--- start ---

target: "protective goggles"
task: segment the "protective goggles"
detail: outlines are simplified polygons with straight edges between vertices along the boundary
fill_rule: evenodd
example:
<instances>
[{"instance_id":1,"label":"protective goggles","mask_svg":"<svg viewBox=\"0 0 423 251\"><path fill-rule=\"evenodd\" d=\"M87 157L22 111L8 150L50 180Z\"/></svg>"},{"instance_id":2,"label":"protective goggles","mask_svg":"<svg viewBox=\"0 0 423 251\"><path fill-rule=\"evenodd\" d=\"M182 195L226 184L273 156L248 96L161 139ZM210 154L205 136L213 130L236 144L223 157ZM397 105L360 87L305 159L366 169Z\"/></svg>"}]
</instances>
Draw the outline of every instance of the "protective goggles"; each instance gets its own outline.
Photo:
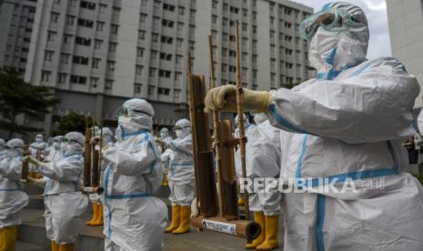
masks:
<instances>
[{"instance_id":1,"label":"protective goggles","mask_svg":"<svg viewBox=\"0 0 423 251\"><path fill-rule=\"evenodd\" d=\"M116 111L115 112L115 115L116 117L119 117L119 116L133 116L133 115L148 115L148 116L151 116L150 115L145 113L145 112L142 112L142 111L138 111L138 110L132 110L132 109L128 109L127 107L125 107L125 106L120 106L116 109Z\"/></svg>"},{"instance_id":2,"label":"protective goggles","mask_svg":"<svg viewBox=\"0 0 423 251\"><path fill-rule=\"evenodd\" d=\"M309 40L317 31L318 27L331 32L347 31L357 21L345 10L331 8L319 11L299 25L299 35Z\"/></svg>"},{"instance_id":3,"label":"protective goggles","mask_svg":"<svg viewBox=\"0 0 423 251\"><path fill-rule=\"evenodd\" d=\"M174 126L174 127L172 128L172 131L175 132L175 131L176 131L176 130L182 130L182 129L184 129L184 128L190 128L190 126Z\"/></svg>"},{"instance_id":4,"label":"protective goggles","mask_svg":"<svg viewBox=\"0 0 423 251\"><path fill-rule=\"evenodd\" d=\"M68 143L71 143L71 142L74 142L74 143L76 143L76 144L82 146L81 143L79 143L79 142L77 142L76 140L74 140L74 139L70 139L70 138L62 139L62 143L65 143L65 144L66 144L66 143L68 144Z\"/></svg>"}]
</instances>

--- end ---
--- start ---

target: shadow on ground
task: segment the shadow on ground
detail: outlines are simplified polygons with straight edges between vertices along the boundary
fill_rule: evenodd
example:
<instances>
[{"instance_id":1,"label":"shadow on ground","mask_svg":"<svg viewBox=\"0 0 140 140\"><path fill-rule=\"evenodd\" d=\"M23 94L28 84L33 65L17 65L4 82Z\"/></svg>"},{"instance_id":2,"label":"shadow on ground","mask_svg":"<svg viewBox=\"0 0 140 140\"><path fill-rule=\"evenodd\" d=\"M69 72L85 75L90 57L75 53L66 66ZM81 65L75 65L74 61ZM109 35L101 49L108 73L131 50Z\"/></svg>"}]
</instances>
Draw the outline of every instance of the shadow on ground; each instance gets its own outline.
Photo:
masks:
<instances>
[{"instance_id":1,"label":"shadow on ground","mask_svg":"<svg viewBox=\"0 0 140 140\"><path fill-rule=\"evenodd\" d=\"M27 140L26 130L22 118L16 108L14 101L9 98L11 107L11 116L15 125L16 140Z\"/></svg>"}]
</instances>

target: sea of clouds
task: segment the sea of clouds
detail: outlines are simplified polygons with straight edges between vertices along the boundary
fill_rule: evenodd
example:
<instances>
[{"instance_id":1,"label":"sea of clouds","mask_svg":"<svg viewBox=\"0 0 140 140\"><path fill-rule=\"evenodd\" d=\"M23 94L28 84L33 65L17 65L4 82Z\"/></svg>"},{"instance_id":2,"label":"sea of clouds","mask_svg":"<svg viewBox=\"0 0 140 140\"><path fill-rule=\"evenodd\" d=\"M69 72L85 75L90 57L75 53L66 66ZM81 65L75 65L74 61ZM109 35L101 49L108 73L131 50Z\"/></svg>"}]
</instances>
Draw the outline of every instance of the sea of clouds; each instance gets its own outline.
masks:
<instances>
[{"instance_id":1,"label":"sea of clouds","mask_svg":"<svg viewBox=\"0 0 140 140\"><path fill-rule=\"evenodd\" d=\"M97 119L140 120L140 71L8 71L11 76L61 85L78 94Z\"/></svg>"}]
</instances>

--- end ---
--- start ---

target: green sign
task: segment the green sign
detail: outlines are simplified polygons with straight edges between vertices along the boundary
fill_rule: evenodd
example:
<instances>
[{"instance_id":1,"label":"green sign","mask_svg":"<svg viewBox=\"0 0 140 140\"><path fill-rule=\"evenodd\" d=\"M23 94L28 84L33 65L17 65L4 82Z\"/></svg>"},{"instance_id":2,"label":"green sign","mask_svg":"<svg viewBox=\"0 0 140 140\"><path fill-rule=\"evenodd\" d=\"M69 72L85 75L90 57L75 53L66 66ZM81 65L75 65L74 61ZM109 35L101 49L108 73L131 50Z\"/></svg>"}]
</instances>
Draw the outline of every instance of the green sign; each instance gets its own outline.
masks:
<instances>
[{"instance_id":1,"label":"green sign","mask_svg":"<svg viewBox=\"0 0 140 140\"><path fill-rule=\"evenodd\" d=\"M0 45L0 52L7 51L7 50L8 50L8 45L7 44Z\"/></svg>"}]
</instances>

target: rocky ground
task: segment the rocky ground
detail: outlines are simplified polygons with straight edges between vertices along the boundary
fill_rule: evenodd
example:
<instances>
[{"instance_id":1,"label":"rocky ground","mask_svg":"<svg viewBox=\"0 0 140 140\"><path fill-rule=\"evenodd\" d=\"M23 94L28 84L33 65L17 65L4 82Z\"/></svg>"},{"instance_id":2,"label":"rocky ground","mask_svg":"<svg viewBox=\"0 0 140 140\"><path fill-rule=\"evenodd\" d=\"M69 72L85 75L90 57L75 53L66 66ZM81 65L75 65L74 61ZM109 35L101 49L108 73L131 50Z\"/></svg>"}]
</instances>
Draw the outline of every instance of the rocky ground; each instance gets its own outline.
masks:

--- end ---

◆ **What you should do**: Count the lines in the records that contain the word "clouds". Reply with the number only.

◆ **Answer to this problem**: 5